Information shown —
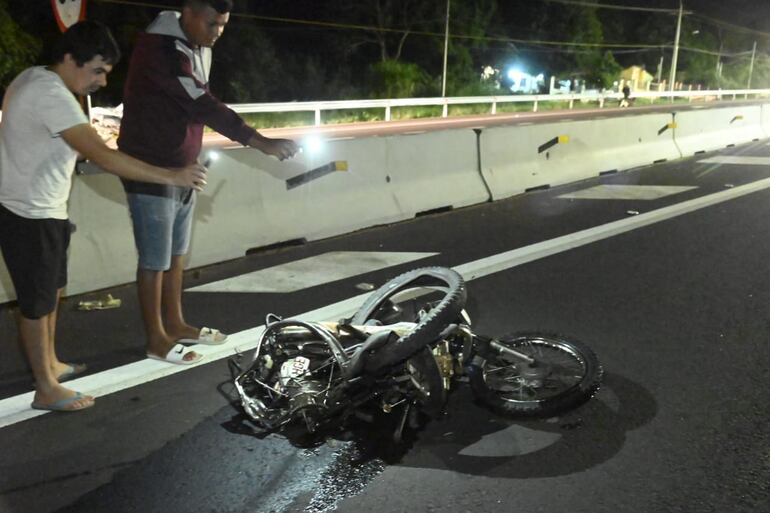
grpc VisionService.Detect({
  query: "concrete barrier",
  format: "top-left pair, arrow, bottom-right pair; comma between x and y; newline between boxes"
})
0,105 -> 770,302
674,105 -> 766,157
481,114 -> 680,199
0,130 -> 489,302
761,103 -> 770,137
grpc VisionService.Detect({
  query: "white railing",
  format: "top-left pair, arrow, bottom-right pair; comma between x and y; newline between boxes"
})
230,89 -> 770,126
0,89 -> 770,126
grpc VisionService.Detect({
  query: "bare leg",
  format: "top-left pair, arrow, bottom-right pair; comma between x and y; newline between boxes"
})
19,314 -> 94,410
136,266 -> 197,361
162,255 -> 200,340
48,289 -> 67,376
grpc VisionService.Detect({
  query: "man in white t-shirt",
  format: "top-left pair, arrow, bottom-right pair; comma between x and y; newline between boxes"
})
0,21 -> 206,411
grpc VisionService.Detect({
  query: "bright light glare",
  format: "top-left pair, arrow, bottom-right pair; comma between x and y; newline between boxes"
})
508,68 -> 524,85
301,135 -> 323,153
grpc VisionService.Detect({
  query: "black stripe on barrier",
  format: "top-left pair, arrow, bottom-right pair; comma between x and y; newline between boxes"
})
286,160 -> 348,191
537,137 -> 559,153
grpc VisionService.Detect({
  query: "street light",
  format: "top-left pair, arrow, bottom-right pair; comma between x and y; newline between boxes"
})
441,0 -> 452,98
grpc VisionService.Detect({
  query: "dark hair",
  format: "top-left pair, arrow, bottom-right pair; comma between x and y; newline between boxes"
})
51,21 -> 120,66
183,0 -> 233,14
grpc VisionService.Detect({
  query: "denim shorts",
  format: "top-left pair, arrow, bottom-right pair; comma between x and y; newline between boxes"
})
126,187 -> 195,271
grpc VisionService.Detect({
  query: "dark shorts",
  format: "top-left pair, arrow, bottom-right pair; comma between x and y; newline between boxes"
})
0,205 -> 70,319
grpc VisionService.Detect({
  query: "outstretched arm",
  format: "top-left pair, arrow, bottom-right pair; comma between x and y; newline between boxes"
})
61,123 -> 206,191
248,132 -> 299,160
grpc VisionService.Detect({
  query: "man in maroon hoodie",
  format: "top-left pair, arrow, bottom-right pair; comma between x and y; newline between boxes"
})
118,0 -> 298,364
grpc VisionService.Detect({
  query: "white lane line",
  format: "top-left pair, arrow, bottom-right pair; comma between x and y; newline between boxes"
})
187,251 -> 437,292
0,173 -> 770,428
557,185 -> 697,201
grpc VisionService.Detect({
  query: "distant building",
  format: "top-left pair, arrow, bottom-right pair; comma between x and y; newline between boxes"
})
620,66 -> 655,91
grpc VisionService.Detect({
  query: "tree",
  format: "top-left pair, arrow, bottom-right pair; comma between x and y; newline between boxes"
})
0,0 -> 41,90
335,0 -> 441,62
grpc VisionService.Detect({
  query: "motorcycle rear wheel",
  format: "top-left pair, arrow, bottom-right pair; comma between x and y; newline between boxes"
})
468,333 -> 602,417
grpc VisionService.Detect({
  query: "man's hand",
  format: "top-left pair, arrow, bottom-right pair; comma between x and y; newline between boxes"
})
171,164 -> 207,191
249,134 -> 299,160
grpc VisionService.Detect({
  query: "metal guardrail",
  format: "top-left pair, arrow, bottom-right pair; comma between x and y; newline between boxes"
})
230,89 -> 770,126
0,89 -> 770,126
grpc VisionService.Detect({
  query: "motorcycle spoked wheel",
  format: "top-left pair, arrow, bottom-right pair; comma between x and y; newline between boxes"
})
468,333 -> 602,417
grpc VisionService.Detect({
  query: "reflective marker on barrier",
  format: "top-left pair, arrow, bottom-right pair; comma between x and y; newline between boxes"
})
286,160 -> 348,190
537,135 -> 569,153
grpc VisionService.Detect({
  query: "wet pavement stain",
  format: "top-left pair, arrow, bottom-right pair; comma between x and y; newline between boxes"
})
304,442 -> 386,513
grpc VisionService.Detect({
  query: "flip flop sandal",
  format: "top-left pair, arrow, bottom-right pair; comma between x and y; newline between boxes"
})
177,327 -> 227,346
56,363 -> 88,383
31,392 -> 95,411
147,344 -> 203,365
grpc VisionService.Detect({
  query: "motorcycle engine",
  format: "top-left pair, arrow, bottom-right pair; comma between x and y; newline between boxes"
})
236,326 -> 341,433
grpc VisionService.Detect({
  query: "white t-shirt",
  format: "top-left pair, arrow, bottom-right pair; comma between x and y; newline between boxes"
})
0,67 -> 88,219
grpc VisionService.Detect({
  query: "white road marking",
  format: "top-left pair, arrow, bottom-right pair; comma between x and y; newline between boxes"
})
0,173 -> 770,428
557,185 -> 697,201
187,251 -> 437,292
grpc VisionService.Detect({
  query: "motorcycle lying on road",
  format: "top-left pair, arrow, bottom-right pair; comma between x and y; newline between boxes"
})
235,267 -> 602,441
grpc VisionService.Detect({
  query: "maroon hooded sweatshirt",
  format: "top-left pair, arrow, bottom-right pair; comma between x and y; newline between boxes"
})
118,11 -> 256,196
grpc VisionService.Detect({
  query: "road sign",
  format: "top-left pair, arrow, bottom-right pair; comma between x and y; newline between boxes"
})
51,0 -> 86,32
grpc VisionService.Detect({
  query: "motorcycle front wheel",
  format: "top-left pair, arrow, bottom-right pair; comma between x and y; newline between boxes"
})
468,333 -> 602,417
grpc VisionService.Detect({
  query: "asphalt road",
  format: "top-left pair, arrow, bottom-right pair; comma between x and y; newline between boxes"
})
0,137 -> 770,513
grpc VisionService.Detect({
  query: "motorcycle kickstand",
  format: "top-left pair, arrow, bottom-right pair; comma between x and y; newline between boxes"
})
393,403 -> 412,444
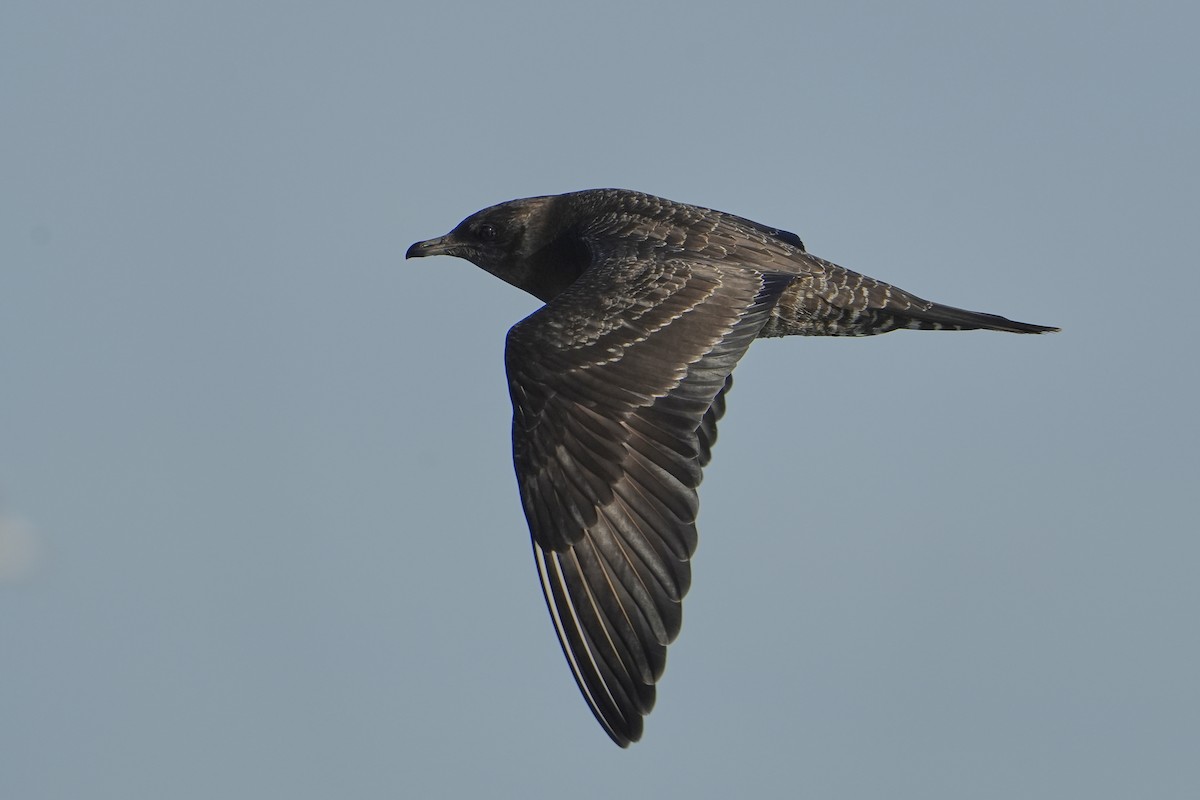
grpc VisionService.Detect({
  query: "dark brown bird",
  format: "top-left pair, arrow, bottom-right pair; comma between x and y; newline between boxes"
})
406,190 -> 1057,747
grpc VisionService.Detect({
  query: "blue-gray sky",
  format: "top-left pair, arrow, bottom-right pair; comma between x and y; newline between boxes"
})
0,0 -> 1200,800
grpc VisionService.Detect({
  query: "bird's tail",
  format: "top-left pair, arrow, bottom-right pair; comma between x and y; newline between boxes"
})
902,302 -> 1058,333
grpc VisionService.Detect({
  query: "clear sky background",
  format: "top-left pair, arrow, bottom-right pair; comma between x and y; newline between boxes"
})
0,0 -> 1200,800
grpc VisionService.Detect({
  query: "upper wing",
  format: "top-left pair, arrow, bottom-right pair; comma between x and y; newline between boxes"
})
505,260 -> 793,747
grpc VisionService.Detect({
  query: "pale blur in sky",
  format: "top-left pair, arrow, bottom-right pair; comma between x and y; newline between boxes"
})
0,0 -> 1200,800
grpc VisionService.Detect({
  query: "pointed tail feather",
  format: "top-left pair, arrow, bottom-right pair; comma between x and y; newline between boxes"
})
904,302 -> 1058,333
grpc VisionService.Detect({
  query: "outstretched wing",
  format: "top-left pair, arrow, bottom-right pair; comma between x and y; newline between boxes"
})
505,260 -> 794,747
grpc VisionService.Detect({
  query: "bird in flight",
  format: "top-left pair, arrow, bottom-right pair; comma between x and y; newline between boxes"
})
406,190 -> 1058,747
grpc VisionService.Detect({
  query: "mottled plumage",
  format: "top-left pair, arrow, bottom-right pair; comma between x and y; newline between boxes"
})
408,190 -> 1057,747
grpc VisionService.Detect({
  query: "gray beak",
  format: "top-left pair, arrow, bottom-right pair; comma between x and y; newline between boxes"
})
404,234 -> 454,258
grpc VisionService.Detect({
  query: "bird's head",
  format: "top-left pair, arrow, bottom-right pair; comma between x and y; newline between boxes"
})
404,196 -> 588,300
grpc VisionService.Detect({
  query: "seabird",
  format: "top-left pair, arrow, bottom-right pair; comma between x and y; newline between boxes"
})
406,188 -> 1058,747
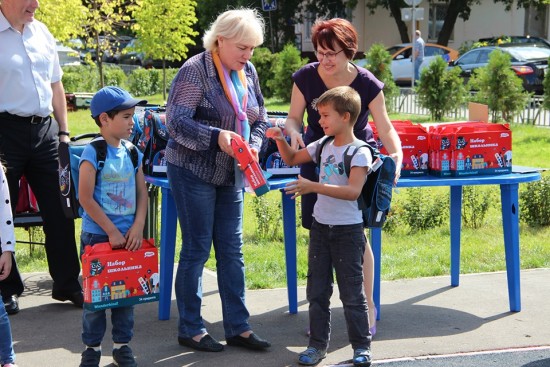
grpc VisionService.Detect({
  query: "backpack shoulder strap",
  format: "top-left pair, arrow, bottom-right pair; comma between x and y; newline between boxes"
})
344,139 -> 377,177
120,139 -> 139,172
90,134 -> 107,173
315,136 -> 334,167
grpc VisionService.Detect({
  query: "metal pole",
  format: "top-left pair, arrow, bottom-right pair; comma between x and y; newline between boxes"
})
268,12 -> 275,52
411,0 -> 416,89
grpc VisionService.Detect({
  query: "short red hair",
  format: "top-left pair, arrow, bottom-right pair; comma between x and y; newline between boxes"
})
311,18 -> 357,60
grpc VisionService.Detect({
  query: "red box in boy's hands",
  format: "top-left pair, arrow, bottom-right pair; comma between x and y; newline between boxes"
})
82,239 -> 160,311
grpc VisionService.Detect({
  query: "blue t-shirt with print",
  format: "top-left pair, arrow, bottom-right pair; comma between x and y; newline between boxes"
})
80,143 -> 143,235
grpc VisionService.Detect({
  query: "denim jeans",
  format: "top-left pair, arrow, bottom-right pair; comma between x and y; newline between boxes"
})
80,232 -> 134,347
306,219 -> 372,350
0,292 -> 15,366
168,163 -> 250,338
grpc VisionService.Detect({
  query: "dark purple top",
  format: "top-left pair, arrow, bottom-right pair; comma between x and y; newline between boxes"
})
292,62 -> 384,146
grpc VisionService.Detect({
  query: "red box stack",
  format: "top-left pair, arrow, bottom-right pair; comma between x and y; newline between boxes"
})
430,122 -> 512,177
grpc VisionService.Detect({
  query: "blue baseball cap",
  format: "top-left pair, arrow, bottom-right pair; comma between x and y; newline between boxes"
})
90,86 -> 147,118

Exercise instructions — Reproduce the records verbatim from their first line up to and including the line that contains "301,135 -> 323,153". Leave the pictures out of your answer.

Written response —
grpc VisionService.Detect({
  query: "concrete barrier",
  format: "top-left pair, arrow, bottom-right pair; comma between x and y; newline between boxes"
})
0,105 -> 770,302
674,105 -> 766,157
481,114 -> 680,199
0,130 -> 489,302
761,103 -> 770,137
grpc VisionService.Detect({
  query: "white railing",
  format: "top-left pair, arrow, bottom-right pair; comma between x and y; newline between boxes"
})
230,89 -> 770,126
0,89 -> 770,126
grpc VisionService.Detect({
  query: "bare leg",
  format: "top-left pair, arrow, bottom-right pair; comma between x and y; newline between boxes"
})
19,314 -> 94,410
136,266 -> 197,361
162,255 -> 200,340
48,289 -> 67,376
grpc VisionService.Detect({
  query: "man in white t-shirt",
  format: "top-left pair, arrow, bottom-right pair; comma between x and y; newline between boxes"
})
0,21 -> 206,411
grpc VisionService.Detect({
  query: "bright light glare",
  format: "top-left pair, arrow, bottom-right pair; comma between x and y; newline between boxes"
})
508,68 -> 524,85
301,135 -> 323,153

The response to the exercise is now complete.